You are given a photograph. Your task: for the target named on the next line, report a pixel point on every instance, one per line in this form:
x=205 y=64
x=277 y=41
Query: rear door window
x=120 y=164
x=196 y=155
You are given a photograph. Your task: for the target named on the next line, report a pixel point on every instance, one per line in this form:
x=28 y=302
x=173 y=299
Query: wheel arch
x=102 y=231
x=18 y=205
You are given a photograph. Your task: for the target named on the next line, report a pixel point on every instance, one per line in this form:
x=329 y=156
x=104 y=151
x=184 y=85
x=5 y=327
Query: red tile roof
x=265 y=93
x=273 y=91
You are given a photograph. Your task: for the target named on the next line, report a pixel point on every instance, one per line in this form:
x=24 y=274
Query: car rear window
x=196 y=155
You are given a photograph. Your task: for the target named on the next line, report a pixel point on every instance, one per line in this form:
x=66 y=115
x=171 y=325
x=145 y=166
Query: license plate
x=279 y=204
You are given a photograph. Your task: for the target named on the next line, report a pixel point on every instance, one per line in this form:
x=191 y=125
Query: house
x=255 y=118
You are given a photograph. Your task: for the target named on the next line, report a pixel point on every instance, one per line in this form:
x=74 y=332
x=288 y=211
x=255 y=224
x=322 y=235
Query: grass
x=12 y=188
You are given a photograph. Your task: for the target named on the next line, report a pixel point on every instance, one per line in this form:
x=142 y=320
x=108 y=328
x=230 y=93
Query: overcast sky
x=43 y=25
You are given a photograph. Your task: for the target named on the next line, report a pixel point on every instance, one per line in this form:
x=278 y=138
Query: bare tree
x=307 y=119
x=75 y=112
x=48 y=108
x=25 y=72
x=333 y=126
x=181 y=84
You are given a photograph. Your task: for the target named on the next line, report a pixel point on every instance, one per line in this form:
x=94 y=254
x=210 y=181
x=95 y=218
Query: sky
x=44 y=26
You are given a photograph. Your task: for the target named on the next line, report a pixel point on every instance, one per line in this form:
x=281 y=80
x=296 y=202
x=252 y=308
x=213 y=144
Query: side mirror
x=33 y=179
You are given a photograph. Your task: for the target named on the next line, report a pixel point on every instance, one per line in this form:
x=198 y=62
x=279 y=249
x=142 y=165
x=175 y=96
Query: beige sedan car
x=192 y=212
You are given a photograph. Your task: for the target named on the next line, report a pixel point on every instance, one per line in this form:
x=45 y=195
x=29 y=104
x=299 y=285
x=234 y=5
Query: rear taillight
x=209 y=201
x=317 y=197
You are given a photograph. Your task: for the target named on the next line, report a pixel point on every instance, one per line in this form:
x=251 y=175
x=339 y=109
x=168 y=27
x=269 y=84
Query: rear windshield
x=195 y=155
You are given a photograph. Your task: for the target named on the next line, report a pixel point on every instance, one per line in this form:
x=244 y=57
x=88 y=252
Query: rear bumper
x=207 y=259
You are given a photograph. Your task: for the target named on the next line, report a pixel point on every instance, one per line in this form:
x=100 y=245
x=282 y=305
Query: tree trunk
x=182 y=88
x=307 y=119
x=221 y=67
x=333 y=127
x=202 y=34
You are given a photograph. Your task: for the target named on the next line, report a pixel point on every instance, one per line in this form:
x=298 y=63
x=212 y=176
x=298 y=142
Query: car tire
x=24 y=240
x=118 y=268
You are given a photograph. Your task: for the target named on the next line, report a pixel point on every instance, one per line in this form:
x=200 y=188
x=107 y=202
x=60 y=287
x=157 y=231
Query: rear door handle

++++++++++

Set exercise:
Extract the full listing above without altering anything.

Written answer:
You are given a photograph. Your task: for the target named on the next line, report a pixel point on every instance, one per line in this form:
x=205 y=64
x=277 y=41
Query: rear door window
x=120 y=164
x=196 y=155
You are given a photograph. Your task: for the target named on the next line, report a pixel point on every instance, one per line in this form:
x=28 y=302
x=173 y=299
Query: wheel arch
x=102 y=231
x=18 y=205
You are given a photograph. Your task: for the target named on the next line, report a pixel point on every instance, one per line in this form:
x=329 y=156
x=104 y=151
x=184 y=85
x=5 y=327
Query: red tile roof
x=265 y=93
x=273 y=91
You are given a photograph. Your task: for the target named on the next line, report a pixel point on every instance, one per line in this form:
x=24 y=274
Query: car rear window
x=196 y=155
You are given a photograph. Your task: for the target named on the next line, report a pixel point on every instance, one per line in this form:
x=66 y=115
x=171 y=325
x=145 y=166
Query: license plate
x=279 y=204
You are given a photograph. Your task: for the target named on the next line, report a pixel point on every instance, one per line in this form:
x=191 y=125
Query: house
x=255 y=118
You are given a photograph. Your task: for the target named on the next line, report a pixel point on every instance, one per line in this form:
x=74 y=332
x=288 y=211
x=255 y=224
x=322 y=235
Query: grass
x=12 y=188
You are given a photograph. Your task: for the target named on the next line, report a pixel point on every instance, one per line in this form:
x=142 y=320
x=108 y=328
x=230 y=93
Query: overcast sky
x=43 y=25
You are given a photograph. Your task: for the target named on the next line, report a pixel point on every instance, one per line in this form:
x=278 y=138
Query: bare tree
x=307 y=119
x=75 y=112
x=48 y=108
x=25 y=72
x=333 y=126
x=181 y=84
You are given a photograph. Your task: for the target named on the next line, report a pixel point on every instance, one per line in this form:
x=94 y=254
x=210 y=181
x=95 y=218
Query: sky
x=44 y=26
You are given a photograph. Your task: for the target named on the next line, report a pixel point on every instance, one per line in this form:
x=281 y=80
x=296 y=202
x=252 y=308
x=213 y=144
Query: side mirror
x=33 y=179
You are given a photograph. Your task: for the target named on the next line, report a pixel point on every instance, one per line in this form:
x=198 y=62
x=279 y=249
x=142 y=165
x=175 y=96
Query: beige sedan car
x=192 y=212
You are given a photograph. Your task: for the target named on the next line, report a pixel point on every instance, one per line in this form:
x=45 y=195
x=29 y=104
x=299 y=285
x=234 y=5
Query: rear taillight
x=209 y=201
x=317 y=197
You are given a photograph. Your task: for the target named on the next line, report a pixel point on every instance, one per line in this form:
x=251 y=175
x=339 y=109
x=168 y=27
x=269 y=84
Query: rear windshield
x=195 y=155
You are given a photograph. Your task: for the target named on the next line, report a pixel point on every instance, one per line in this form:
x=244 y=57
x=88 y=252
Query: rear bumper
x=207 y=259
You are given a photograph. Your task: for the target named on the next line, report a pixel point on every instance, one per line in this form:
x=100 y=245
x=282 y=305
Query: tree trunk
x=182 y=88
x=307 y=119
x=221 y=67
x=333 y=127
x=202 y=34
You are given a photograph. Your task: for the target named on the next line, report a pixel point on every instance, one per line in this form:
x=298 y=63
x=212 y=176
x=298 y=142
Query: car tire
x=24 y=240
x=118 y=268
You are given a photograph. Your task: for the target named on the next line, report a pixel point on every instance, one per line in this form:
x=200 y=188
x=107 y=202
x=60 y=287
x=157 y=231
Query: rear door handle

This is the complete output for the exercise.